'''

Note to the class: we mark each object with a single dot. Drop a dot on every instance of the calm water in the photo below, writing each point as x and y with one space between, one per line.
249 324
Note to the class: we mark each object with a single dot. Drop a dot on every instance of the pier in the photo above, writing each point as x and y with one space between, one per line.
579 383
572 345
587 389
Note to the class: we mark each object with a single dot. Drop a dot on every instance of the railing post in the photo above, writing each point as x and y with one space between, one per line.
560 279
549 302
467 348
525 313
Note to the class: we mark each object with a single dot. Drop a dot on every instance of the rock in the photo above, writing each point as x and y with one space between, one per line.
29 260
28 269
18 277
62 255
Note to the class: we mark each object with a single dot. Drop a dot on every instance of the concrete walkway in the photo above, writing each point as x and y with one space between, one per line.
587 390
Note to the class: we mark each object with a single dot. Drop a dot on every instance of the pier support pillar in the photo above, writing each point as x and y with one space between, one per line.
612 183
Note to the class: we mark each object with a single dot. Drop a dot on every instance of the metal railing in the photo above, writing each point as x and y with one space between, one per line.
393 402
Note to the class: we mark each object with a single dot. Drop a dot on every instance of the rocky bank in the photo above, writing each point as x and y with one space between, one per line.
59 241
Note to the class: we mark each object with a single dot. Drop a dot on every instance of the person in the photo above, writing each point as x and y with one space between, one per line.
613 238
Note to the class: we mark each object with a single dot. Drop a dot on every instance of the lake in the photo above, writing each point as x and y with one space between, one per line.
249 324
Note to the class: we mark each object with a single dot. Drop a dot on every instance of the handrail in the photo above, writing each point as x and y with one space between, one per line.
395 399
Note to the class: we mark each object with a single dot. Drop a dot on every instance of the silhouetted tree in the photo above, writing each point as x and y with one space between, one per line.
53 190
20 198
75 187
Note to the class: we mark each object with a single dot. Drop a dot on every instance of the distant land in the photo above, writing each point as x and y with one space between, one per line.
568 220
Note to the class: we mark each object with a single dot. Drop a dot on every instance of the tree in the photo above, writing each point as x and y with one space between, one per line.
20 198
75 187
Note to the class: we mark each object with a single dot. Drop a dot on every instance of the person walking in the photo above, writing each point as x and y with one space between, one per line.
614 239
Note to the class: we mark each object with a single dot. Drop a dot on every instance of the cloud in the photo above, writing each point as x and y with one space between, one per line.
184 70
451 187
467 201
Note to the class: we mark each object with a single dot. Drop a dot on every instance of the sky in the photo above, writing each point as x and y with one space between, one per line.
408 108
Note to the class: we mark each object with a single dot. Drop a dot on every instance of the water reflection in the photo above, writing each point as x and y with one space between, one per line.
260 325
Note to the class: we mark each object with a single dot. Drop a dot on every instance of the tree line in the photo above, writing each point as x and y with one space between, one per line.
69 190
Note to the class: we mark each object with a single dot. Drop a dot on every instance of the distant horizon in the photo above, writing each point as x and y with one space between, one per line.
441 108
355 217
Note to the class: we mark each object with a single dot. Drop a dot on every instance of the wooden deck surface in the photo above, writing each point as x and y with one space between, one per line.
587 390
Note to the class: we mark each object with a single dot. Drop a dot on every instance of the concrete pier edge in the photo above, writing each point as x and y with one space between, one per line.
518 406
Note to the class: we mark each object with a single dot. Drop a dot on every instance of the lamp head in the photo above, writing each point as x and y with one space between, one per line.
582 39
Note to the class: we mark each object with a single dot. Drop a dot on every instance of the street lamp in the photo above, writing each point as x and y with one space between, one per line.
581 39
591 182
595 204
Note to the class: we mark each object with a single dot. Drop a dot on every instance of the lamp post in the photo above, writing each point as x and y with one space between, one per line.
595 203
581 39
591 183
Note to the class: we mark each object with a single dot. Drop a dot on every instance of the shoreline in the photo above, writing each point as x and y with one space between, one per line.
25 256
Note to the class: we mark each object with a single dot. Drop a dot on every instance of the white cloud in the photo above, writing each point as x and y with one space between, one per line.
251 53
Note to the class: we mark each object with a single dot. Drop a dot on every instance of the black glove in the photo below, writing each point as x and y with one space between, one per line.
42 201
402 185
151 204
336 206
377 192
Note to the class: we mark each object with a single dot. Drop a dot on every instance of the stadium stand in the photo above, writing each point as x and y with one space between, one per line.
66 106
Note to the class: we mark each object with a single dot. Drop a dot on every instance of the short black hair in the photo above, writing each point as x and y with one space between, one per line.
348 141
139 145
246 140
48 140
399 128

'''

What to do
Please transcribe the material above in full, keeping every character intact.

Reply
Note to the class: we mark each object with a single dot. Drop a dot on every instance of the calm water in the photo below, writing each point as x and y with one space between, one per line.
249 324
Note to the class: we mark each object with a single dot. Drop a dot on every instance of the pier in the photo above, writing each point as x and y with one space between, one per line.
579 383
572 345
587 389
Note to the class: we mark each object with a single dot. Drop a dot on every instance of the railing post in the photo above, writing each point as x and y with one space between, one per line.
560 279
549 302
467 348
525 313
Note to the class: we mark each object with a single dot. Drop a dot on every instance of the rock in the photo above, writing each point as x and y with one space between, one per line.
29 260
28 269
18 277
62 255
Note to the class: we mark each object with a single dot. Drop a dot on every instance of the concrete walkway in the photo above, writing each point as x and y with one space between, one per line.
587 390
Note to the class: we mark each object with a single dot. Drop a dot on every instance of the pier support pillar in the photo above, writing each point as x and y with one space between, one per line.
612 183
Note to the class: we mark each object with a single dot. Drop a dot on every instance of the metal railing in the photo above, writing each point as x and y with one space between, one per line.
393 402
Note to the class: we mark each object with a single dot. Drop a dot on every instance of the rocky bank in the photo above, writing each point as x and y with one space between, one per line.
59 241
Note to the class: we mark each object with a single dot. Drop a dot on every instance of the person in the photo above, writing each point as x and y with one space between, one per line.
613 238
Note to the class: we mark each object with a single dot. Drop a dot on every instance of the lake in the photo above, writing each point as x and y with one space between, one per line.
249 324
Note to the class: we mark each object with a single dot. Drop a dot on every instance of the handrail in the photo above, writing each point as x and y with one space between, one per line.
395 399
Note to the class: we mark each object with a single dot. Drop a dot on every instance of the silhouetted tree in the photo above, writing each point as x and y with one space between, one per line.
53 190
20 198
75 187
Note to the class: we mark each object with a single dot. Drop a dot on every instance of the distant land in the photo above, writing each point as x and y with one space between, one per line.
568 220
Note to the class: we mark each object with a single dot. Drop a dot on every instance of the tree in the photo above, writing each point as x and y with one space between, one per line.
20 198
75 187
Note to the class: we mark each object with a single dot. Drop a dot on every instance of the person walking in the photo above, writing each point as x and y with one space between, one per line.
614 239
Note to the class: we mark each object with a single dot. Drop a dot on every instance of the cloud in the photo above, writing each point as x and y with one space between, one per line.
184 70
451 187
467 201
Note to the class: we mark each object with a single dot. Drop a dot on every instance of the sky in the photo above, writing each point as x and y with one space between, one per line.
408 108
Note to the class: we mark each object with a single dot. Drop a dot on every instance of the water reflection in the photo above, writing each point as x and y with one space between, one per line.
260 325
Note to the class: we mark each object with a single dot. Drop a dot on every instance of the tree line in the photo above, writing each point as x and y with one space between, one per line.
69 190
Note to the class: we mark each object with a single dot. Drop a dot on every instance of the distant horizon in the photo above, writing each point as x and y with one space between, one per line.
441 108
355 217
Note to the class: we mark each object with a single dot. Drop a dot on every instance of the wooden deck surface in the photo above, writing each point as x and y with one space between, one per line.
587 390
Note to the class: we mark each object with a single dot. Drop a dot on every instance of the concrete pier edge in the photo above, writing each point as x and y with one space between, one per line.
518 406
Note to the class: we mark each object with a single dot. Drop a dot on every instance of the lamp head in the photo above, writing each point as x and y with one space between, one per line.
582 39
Note to the class: we mark each object with a single dot. Drop a dot on every instance of the street lamp in the photo above, writing each point as x and y with one space between, one per line.
581 39
591 182
595 204
Note to the class: we mark each object with a single dot. Drop a dot on every instance of the lamp post in the photo above, writing each point as x and y with one space between, one per line.
595 203
581 39
591 183
Note to the class: we mark each object with a single dot. Drop a dot on every instance of the shoreline in the photo above, writing each point as x and y with one space between, one per line.
25 256
Note to the class: we mark each object with a single dot. Drop a dot on every instance of the white cloud in the photo above, writing each point as x and y with one space between, one per line.
251 53
Note to the class: we mark each object with a single dot. Drop a dot on every instance of the black glove in the photo below, writing each point as x and y with one space between, one per line.
42 201
402 185
151 204
336 206
377 192
Note to the class: we mark each object with a single dot. Drop a dot on every instance of the stadium stand in the photo above, writing each point as x and y with one space between, one per line.
66 106
Note to the class: we mark each object with a single dot. Drop a dot on every instance of the short black hair in the photo above, writing each point as x and y with one space between, one per line.
348 141
139 145
246 140
48 140
399 128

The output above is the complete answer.